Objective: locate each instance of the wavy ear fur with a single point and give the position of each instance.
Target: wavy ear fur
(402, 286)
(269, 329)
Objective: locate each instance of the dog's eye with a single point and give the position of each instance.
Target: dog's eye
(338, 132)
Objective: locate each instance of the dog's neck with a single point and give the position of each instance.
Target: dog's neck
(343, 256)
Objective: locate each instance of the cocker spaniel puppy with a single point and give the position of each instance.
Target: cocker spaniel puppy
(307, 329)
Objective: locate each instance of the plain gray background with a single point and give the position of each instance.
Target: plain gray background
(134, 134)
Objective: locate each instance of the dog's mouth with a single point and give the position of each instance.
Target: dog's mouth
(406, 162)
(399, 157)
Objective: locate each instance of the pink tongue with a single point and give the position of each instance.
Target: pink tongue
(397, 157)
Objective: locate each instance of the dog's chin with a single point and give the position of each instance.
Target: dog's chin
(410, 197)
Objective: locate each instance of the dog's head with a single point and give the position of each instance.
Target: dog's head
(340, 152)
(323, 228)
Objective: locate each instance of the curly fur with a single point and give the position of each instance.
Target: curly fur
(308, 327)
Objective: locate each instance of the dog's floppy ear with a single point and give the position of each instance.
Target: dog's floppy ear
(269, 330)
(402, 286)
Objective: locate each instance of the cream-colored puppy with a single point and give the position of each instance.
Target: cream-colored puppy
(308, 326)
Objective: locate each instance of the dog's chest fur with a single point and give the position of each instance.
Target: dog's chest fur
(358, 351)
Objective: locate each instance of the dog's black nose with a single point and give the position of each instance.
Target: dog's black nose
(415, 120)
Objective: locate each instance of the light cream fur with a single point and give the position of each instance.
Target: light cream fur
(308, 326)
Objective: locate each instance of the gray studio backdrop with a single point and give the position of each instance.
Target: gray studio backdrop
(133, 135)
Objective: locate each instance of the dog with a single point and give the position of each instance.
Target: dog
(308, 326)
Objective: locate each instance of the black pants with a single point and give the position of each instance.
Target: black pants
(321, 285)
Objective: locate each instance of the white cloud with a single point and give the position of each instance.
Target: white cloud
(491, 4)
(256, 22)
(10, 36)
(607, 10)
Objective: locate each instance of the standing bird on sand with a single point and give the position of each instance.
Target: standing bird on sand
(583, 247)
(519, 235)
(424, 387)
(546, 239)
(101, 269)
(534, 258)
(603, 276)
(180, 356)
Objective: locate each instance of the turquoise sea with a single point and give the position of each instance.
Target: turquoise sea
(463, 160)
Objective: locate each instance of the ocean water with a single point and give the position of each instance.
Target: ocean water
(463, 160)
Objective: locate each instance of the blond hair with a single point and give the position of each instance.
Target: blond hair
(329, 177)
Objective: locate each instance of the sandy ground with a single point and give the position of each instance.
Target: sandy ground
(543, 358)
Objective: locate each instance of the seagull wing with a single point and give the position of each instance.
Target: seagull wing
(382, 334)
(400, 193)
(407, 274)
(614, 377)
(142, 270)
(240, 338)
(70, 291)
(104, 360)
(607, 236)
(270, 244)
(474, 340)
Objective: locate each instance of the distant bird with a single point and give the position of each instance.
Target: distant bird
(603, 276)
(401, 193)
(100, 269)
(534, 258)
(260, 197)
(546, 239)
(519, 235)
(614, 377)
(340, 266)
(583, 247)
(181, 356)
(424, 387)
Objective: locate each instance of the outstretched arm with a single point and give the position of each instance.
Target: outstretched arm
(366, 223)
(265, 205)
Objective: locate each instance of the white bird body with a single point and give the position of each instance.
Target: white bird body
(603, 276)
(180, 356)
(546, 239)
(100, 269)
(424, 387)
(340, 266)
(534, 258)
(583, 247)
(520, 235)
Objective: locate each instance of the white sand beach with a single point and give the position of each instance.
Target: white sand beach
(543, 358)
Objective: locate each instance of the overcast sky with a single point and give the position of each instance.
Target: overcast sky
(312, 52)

What this task involves – Put the data from the line containing "Objective: locate each instance of the distant" through the end of the data into a Markdown table with columns Num and Content, giving each line a row number and leaving out blank lines.

Output of the task –
| Num | Content |
|---|---|
| 1 | Objective: locate each instance of the distant bird with a single point and give the position of each instance. |
| 2 | Target: distant bird |
| 3 | (603, 276) |
| 4 | (401, 193) |
| 5 | (100, 269) |
| 6 | (534, 258) |
| 7 | (260, 197) |
| 8 | (546, 239) |
| 9 | (519, 235) |
| 10 | (614, 377) |
| 11 | (340, 266) |
| 12 | (583, 247) |
| 13 | (181, 356) |
| 14 | (424, 387) |
| 15 | Objective: locate each instance of the outstretched arm with a single point and give the position of each instance. |
| 16 | Target: outstretched arm |
| 17 | (366, 223) |
| 18 | (265, 205) |
| 19 | Objective: locate each instance of the white bird body with a single point and give the position of each instance. |
| 20 | Target: white bird body |
| 21 | (603, 276) |
| 22 | (180, 356) |
| 23 | (546, 239) |
| 24 | (100, 269) |
| 25 | (424, 387) |
| 26 | (340, 266) |
| 27 | (534, 258) |
| 28 | (583, 247) |
| 29 | (520, 235) |
| 30 | Objective: locate each instance of the white sand beach with a single point and give the position of each instance. |
| 31 | Target: white sand beach |
| 32 | (543, 358) |
| 33 | Objective: locate each instance of the overcast sky with a single point and give the position of each instance. |
| 34 | Target: overcast sky |
| 35 | (312, 52) |